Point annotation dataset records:

━━━━━━━━━━━━━━━━

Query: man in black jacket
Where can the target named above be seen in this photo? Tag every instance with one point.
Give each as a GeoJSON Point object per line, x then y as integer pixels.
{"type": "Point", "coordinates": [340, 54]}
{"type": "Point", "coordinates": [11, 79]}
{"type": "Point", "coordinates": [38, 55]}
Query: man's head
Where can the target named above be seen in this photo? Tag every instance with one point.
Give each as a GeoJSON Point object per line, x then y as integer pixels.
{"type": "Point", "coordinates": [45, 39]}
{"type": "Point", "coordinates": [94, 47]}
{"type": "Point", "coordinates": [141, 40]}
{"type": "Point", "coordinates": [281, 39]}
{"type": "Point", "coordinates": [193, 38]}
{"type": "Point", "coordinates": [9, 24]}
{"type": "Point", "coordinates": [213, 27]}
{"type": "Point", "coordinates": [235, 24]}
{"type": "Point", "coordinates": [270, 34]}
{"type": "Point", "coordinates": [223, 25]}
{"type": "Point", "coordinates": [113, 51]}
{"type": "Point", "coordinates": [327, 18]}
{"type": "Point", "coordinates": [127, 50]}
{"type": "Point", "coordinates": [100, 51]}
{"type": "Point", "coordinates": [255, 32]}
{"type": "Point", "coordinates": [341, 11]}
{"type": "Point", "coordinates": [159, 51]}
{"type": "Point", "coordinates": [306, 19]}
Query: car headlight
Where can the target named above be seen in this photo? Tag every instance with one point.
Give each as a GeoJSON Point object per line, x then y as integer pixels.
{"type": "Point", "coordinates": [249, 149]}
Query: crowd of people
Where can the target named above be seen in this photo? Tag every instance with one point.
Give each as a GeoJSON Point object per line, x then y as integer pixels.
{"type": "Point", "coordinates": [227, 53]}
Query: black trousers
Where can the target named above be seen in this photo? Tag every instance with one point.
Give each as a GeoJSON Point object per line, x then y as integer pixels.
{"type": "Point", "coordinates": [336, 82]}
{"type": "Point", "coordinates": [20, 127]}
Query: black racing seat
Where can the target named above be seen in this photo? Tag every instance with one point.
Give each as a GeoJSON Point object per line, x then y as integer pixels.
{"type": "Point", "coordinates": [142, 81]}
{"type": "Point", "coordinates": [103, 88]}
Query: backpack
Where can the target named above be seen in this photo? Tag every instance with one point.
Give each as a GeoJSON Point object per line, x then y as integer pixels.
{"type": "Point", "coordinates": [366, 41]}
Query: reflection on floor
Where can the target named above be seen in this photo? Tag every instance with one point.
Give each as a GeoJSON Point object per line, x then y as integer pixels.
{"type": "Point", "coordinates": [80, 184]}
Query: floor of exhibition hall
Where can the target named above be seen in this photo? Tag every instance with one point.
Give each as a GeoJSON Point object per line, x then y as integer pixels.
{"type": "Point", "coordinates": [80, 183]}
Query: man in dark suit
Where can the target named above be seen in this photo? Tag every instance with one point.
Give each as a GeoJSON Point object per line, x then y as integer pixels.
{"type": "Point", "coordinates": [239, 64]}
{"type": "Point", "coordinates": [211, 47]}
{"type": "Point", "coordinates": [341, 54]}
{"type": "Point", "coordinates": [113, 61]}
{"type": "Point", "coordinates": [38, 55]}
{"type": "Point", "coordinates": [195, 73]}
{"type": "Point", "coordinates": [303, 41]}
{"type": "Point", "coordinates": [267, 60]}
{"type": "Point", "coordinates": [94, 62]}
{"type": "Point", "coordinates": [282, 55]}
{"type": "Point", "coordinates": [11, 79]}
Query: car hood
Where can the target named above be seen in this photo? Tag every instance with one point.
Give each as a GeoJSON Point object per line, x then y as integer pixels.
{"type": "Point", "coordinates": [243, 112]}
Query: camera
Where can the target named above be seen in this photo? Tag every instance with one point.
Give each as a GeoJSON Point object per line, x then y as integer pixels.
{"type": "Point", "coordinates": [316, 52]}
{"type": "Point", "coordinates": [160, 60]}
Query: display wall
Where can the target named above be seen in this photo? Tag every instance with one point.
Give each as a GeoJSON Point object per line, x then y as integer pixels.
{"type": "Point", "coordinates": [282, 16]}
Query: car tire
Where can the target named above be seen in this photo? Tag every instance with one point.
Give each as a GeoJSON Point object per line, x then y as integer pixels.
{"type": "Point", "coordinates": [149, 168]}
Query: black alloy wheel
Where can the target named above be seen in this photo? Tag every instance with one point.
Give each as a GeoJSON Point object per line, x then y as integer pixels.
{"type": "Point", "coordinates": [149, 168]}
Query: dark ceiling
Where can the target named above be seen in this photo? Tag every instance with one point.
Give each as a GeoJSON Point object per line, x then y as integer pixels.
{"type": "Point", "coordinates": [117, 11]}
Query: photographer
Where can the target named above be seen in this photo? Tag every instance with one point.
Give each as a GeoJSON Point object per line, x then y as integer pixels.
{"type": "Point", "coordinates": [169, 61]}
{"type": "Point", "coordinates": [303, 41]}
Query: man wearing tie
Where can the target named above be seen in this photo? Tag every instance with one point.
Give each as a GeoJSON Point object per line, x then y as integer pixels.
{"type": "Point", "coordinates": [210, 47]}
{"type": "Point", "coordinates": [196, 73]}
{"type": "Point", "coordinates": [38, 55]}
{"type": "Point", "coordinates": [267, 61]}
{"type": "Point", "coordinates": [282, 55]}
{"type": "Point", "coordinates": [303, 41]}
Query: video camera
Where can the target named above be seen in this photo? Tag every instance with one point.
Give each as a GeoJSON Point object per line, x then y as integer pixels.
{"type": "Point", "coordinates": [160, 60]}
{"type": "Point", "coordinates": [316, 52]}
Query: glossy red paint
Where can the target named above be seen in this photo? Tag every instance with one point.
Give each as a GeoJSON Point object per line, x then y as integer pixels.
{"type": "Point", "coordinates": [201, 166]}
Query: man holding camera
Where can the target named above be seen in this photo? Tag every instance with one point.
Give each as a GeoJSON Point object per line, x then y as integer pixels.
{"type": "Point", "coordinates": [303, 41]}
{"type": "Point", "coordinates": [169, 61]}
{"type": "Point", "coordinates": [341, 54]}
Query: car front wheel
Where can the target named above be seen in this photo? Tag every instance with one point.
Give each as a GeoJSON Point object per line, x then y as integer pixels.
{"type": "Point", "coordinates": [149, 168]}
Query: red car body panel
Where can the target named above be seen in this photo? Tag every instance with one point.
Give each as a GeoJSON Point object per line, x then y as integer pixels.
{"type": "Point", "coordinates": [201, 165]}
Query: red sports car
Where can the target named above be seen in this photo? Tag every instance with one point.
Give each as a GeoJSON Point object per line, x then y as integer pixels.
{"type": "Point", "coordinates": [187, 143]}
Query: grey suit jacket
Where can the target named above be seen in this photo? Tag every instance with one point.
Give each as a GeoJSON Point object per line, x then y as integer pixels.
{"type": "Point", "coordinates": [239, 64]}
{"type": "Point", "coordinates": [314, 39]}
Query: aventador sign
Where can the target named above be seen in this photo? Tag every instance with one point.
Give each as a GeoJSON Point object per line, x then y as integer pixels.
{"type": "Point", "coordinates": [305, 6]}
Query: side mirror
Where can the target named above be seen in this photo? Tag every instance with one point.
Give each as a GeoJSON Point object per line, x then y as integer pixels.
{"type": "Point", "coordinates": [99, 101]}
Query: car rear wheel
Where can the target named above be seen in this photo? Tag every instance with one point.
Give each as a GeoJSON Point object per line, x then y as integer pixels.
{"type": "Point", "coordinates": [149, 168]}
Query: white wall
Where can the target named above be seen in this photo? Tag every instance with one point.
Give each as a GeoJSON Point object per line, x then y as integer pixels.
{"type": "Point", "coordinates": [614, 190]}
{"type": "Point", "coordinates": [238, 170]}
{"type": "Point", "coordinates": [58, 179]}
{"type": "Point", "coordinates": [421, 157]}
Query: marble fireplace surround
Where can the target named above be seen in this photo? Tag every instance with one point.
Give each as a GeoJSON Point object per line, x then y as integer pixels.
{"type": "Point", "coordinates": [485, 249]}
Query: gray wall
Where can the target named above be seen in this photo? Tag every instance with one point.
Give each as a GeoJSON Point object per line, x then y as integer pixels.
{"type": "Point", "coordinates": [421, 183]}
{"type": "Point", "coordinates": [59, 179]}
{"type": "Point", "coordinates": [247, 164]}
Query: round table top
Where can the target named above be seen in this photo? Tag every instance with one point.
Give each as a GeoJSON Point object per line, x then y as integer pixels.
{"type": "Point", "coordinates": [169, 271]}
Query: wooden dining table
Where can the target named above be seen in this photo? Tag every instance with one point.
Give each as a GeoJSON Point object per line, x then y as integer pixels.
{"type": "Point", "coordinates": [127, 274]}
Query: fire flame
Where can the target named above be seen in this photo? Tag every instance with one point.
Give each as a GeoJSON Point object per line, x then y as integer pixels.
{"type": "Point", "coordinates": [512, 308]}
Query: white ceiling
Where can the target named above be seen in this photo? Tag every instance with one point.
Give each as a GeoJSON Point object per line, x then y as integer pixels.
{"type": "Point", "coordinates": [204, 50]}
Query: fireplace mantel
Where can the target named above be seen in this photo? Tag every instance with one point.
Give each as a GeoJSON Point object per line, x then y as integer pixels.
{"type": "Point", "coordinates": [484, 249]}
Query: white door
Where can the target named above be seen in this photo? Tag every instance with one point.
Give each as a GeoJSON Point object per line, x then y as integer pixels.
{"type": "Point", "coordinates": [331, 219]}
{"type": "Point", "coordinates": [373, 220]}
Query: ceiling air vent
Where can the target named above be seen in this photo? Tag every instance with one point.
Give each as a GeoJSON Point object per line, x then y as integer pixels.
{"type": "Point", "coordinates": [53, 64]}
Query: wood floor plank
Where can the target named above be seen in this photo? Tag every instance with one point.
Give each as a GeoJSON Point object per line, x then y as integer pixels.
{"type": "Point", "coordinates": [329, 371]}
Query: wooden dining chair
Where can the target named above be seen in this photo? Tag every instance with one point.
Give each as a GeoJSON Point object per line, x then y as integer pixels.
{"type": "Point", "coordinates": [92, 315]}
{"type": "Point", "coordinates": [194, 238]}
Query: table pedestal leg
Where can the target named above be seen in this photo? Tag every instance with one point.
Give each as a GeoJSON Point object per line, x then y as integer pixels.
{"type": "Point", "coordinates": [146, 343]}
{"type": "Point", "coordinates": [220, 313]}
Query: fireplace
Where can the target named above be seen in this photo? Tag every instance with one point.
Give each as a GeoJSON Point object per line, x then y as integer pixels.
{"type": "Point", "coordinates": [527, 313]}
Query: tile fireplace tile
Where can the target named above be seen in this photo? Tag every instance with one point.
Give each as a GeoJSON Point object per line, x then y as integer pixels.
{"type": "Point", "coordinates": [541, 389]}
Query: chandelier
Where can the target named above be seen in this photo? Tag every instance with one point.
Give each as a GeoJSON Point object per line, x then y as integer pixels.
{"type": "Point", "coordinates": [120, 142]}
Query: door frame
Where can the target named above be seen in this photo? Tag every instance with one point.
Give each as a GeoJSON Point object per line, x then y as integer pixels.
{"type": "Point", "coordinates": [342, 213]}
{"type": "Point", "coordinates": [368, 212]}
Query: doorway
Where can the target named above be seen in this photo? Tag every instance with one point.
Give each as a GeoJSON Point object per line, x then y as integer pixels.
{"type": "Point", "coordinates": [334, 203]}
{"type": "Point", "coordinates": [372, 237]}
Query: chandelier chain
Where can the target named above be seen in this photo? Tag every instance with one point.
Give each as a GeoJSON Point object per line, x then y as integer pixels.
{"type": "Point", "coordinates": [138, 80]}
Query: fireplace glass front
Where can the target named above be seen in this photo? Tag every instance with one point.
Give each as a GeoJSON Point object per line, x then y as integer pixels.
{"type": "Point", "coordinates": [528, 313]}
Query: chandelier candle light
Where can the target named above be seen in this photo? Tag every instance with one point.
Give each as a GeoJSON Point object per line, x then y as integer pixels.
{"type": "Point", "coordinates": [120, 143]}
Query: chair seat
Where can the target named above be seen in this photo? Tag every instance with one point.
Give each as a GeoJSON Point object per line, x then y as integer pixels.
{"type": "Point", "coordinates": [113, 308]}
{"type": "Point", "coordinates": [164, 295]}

━━━━━━━━━━━━━━━━

# What is being asked
Repeat exactly the lines from the line containing "Query: doorway" through the end of the listing above; both boundary lines are part of the output.

# Worked answer
Query: doorway
Where can the target named above be seen in this photo? Tag every instance with one point.
Give each as a GeoJSON Point object per line, x then y as integer pixels.
{"type": "Point", "coordinates": [334, 203]}
{"type": "Point", "coordinates": [372, 237]}
Query: chandelier chain
Where can the target named above be seen in this photo? Tag every instance with one point.
Give each as a GeoJSON Point object per line, x then y as integer pixels.
{"type": "Point", "coordinates": [138, 80]}
Query: fireplace glass front
Where can the target named above be seen in this photo? Tag every instance with one point.
Give each as a GeoJSON Point object per line, x then y as integer pixels.
{"type": "Point", "coordinates": [528, 313]}
Query: chandelier candle light
Where can the target named above be seen in this photo? Tag every instance with one point.
Give each as a GeoJSON Point object per line, x then y as integer pixels.
{"type": "Point", "coordinates": [120, 143]}
Query: chair seat
Where can the target named above be seen in this photo? Tag every instance with one point.
Give each as a GeoJSON Point object per line, x then y as integer pixels.
{"type": "Point", "coordinates": [113, 308]}
{"type": "Point", "coordinates": [164, 295]}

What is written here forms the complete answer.